**Data supplied**
>>>
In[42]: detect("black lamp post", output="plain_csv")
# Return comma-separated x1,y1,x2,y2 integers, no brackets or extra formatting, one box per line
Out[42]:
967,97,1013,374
<<<
>>>
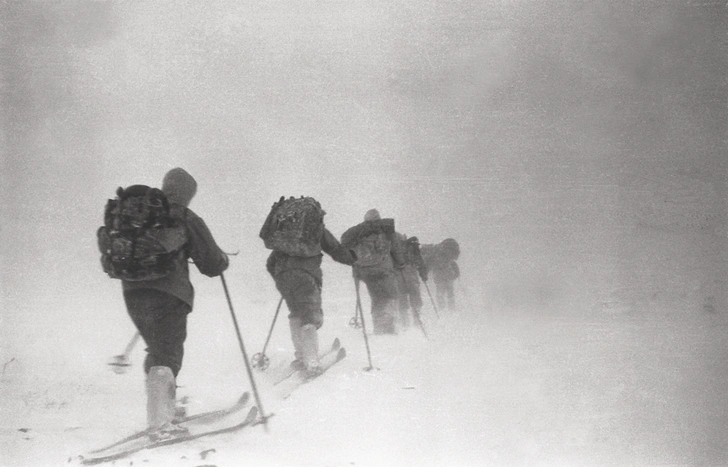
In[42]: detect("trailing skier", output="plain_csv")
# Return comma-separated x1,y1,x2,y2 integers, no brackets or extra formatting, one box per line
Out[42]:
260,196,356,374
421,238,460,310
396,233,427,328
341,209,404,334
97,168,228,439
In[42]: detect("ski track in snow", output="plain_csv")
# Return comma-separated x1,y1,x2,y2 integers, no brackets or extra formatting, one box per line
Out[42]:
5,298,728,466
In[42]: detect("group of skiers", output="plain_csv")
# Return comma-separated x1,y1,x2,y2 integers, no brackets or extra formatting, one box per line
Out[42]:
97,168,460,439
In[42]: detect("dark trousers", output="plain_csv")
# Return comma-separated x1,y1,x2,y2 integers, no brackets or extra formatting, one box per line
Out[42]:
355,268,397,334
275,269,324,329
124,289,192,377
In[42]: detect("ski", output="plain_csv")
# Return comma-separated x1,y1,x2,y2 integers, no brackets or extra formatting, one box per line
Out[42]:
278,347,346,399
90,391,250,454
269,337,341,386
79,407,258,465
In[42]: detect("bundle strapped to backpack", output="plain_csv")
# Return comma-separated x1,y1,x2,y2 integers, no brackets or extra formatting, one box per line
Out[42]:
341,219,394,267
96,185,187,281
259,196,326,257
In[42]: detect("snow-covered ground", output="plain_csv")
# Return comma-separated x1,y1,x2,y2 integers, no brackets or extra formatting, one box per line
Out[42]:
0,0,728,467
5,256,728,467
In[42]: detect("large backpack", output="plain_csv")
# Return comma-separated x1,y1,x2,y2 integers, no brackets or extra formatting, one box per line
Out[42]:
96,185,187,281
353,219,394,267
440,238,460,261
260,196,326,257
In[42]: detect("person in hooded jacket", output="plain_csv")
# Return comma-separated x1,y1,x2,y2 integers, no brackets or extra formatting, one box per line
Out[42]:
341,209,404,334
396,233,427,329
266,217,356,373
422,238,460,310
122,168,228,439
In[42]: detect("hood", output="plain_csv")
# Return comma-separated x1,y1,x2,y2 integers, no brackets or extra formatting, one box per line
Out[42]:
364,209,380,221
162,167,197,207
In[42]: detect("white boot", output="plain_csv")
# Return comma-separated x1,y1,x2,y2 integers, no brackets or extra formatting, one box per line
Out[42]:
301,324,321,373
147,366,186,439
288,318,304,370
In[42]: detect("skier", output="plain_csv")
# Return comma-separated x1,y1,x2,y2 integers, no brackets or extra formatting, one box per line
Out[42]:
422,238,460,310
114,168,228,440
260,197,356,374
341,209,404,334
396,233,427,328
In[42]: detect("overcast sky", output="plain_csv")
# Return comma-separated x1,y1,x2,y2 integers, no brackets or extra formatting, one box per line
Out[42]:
<<<
**Your instructions**
Gather every line of the material above that contains the string "backpack" and copy each one as it appears.

**Problem solution**
In[42]: detect("bundle strapped to backpack", output="plain_csv")
In[42]: detect("large backpack", output="plain_csv")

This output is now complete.